• **MATERIAL SHOWN**
============================================================
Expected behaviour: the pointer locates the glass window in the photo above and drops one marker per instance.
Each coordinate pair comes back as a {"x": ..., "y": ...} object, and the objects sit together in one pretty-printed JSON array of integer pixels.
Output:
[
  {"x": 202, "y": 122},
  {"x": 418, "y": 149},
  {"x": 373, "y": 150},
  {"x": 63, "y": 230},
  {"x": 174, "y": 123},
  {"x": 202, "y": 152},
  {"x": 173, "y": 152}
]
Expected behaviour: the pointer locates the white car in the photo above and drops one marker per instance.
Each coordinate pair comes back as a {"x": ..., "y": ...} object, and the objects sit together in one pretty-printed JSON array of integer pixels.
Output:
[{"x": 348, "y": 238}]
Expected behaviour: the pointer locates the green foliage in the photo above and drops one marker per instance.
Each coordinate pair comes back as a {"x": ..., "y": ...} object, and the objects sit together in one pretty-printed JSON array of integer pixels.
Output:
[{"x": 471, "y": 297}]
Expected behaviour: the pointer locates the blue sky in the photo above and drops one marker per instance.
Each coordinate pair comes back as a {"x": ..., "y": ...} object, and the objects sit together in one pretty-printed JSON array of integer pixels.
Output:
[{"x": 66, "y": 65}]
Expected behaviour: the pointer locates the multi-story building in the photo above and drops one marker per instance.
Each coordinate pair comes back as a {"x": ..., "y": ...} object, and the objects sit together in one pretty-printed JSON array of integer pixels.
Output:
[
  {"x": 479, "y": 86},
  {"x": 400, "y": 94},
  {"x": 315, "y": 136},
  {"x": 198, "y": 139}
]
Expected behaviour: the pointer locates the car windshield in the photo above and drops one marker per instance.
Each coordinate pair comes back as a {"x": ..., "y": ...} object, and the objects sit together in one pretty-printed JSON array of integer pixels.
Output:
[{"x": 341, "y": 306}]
============================================================
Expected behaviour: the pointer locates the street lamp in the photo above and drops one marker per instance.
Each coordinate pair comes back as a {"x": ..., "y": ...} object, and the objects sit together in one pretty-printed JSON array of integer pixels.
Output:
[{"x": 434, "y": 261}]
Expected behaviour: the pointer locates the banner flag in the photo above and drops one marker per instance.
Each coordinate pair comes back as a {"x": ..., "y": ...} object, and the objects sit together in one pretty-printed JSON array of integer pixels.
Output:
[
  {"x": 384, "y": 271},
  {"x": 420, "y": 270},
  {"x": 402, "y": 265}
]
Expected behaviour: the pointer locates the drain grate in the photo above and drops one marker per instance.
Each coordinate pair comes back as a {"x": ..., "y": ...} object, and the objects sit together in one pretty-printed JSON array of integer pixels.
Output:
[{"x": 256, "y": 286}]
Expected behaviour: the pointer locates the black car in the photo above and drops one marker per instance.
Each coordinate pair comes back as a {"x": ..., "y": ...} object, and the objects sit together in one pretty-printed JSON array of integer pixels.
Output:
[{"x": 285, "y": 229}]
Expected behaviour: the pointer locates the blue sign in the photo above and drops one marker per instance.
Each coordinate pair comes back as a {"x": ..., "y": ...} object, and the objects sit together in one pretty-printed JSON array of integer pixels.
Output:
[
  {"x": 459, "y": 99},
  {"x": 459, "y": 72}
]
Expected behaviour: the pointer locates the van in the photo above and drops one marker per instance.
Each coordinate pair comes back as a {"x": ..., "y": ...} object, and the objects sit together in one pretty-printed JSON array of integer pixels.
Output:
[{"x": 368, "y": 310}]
============================================================
• **WHAT YOU WILL DO**
Pull out every line in the rows above that contains the word "blue", and copy each one in full. Matching is case-sensitive.

• **RESULT OF THIS TASK**
Expected behaviour: the pointer locates the blue sky in the photo above and drops one marker per instance.
Expected behaviour: the pointer locates the blue sign in the photo above and drops one marker per instance.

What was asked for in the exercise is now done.